>> begin Document

Hall of Famer Bill Gallo
is a sports cartoonist with the N.Y. Daily News … pens a Sunday column
…dates back a number of decades - recently wrote a piece that got my
attention.
Gallo is of WW2 vintage … US Marine Corps … admits to reading the obits to
see if anyone he knows is among them - and one day there it was … Murray
Rose.
Murray an old friend when an AP reporter and Gallo a young apprentice with
the News - and from that recent column, the "names" resurfaced from the
back roads of my memories.
No mention of the yesterday fighters, or managers like Irving Cohen who had
Graziano, or Al "The Vest’ Weill with Marciano … or D’Amato and Patterson,
George "The Emperor" Gainford with Robinson.
Nor did he touch on the grizzled trainers of the past that taught the sweet
science to kids out of the amateurs … and refined the skills of contenders
and champs alike. Veterans of the game that knew the job, unlike all too
many of the today cheerleaders and pool room buddies or whatever.
Not a word about a Charlie Goldman or Whitey Bimstein, Ray Arcel or Nick
Bafi - no, this one was not about the past professors of pugilism. Those
are for another day.
This one was for Murray Rose - and other select members of a close knit
unwritten society of newspaper guys who covered the fight beat during the
glory days of "Friday Night Fights."
The meetings were held in the lobby of the old Garden at 50th & 8th - was
more a pre-fight gathering of reporters and friends than a meeting meeting.
And the names: Abraham & Red Smith from the Tribune and Bromberg of the
World Telegram. Frank Graham of the Journal American and Cannon & Buck from
the NY Post … and big Dan Parker & Jennings of Daily Mirror fame.
Others were Gallo’s past cronies at the Daily News … Powers, Ward, McCulley
and Young. He called it a club - a lively, happy society - and said how
overjoyed he was to be let in.

>> end Document
>> begin Listed entries

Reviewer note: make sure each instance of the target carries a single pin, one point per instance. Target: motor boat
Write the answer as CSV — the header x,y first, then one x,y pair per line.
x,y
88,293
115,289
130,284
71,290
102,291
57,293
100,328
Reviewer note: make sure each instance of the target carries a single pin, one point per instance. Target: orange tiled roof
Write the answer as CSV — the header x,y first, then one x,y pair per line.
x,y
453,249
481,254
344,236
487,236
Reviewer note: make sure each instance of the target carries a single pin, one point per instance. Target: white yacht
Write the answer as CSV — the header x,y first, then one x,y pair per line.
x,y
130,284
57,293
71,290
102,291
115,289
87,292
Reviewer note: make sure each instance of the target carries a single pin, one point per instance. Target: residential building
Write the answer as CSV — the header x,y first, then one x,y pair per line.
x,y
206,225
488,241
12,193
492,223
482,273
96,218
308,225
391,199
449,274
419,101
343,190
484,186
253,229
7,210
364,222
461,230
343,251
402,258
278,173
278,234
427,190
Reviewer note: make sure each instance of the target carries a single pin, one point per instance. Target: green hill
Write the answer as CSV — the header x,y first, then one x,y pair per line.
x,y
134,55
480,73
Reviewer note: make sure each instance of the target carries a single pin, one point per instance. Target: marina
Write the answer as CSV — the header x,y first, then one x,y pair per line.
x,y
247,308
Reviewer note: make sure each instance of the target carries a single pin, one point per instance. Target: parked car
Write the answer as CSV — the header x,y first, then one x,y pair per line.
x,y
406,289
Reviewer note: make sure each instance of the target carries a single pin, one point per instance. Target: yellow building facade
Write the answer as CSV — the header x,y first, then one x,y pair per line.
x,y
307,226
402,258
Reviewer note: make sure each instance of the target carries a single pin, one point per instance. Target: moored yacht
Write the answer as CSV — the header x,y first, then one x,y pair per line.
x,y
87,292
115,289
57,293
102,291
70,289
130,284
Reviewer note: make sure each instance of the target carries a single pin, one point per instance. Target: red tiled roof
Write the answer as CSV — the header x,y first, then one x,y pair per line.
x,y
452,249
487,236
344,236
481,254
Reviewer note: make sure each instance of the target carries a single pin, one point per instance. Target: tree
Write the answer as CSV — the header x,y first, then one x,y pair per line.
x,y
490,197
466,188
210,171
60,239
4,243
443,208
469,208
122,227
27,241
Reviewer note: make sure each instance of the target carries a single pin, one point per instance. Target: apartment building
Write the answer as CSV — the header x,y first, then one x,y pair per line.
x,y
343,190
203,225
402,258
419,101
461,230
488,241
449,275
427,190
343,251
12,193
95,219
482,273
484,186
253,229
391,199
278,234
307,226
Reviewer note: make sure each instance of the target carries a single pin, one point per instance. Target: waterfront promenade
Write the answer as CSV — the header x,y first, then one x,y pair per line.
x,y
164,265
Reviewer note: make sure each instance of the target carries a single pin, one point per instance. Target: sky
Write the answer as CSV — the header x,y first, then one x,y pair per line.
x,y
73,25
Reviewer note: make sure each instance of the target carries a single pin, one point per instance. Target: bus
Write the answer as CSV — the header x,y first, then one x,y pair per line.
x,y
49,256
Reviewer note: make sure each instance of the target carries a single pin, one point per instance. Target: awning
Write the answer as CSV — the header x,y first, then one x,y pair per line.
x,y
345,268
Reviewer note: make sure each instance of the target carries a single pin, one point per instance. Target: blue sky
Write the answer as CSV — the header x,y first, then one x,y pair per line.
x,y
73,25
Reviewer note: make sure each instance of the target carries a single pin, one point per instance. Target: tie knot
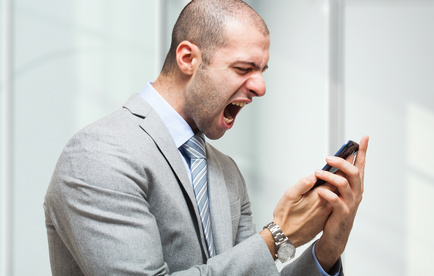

>> end Listed entries

## Direction A
Answer these questions about the text on Bill Gallo:
(i) For which newspaper does Gallo work as a sports cartoonist?
(ii) Where were the meetings of the newspaper guys held?
(iii) Which manager is named alongside Graziano?
## Direction B
Edit the text on Bill Gallo by reproducing it from "Not a word about" up to and including "to be let in.", with "club" replaced by "fraternity".
## Direction C
Translate this sentence from the text on Bill Gallo into Spanish: "He called it a club - a lively, happy society - and said how overjoyed he was to be let in."

## Expected output A
(i) The N.Y. Daily News
(ii) In the lobby of the old Garden at 50th & 8th
(iii) Irving Cohen

## Expected output B
Not a word about a Charlie Goldman or Whitey Bimstein, Ray Arcel or Nick
Bafi - no, this one was not about the past professors of pugilism. Those
are for another day.
This one was for Murray Rose - and other select members of a close knit
unwritten society of newspaper guys who covered the fight beat during the
glory days of "Friday Night Fights."
The meetings were held in the lobby of the old Garden at 50th & 8th - was
more a pre-fight gathering of reporters and friends than a meeting meeting.
And the names: Abraham & Red Smith from the Tribune and Bromberg of the
World Telegram. Frank Graham of the Journal American and Cannon & Buck from
the NY Post … and big Dan Parker & Jennings of Daily Mirror fame.
Others were Gallo’s past cronies at the Daily News … Powers, Ward, McCulley
and Young. He called it a fraternity - a lively, happy society - and said how
overjoyed he was to be let in.

## Expected output C
Lo llamó un club (una sociedad animada y feliz) y dijo lo encantado que estaba de que lo dejaran entrar.